| What you need to do |
Select every line of the items that holds the string "with", and copy those lines. Case counts.

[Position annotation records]
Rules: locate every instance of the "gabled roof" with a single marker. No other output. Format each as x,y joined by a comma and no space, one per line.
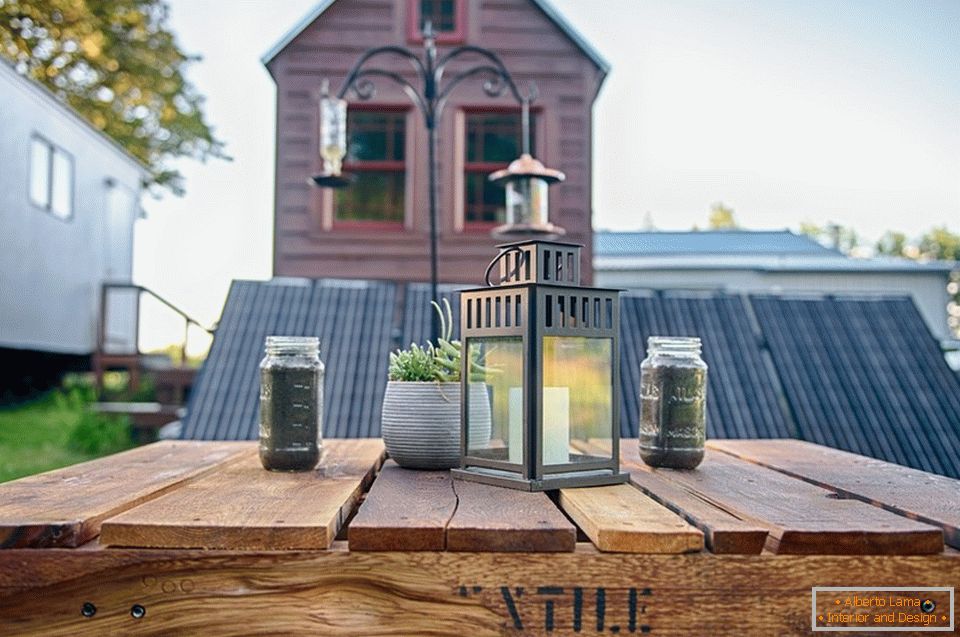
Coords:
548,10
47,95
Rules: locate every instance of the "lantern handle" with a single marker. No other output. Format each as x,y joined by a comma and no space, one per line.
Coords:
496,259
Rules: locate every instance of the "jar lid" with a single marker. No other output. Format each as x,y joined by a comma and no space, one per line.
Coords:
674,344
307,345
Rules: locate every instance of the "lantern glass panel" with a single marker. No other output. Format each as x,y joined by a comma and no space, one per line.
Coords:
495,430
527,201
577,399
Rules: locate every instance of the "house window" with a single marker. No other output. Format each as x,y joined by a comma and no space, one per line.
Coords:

| Answer in full |
Rules: locate every instance of the "gabled roof" with a single marker. No other output. Format each as x,y joined by a comma and no space, one per line.
Rules: locate every instance of the "lantern handle" with a single marker. No other output. Format each as x,y joined by a comma and no space, one per line.
Rules: locate every instance of the "jar lid" with a single marker. No other output. Format each as x,y joined by a comma and no space, one per line.
Rules: locate every instance of the "lantern glass panel" with a single marker. No other output. Format each as x,y joined by a comma and no space, one per line.
Rules: locate every instance of the "house window" with a single marker. No other output. Format each as x,y joined by a comma and no space, one per line.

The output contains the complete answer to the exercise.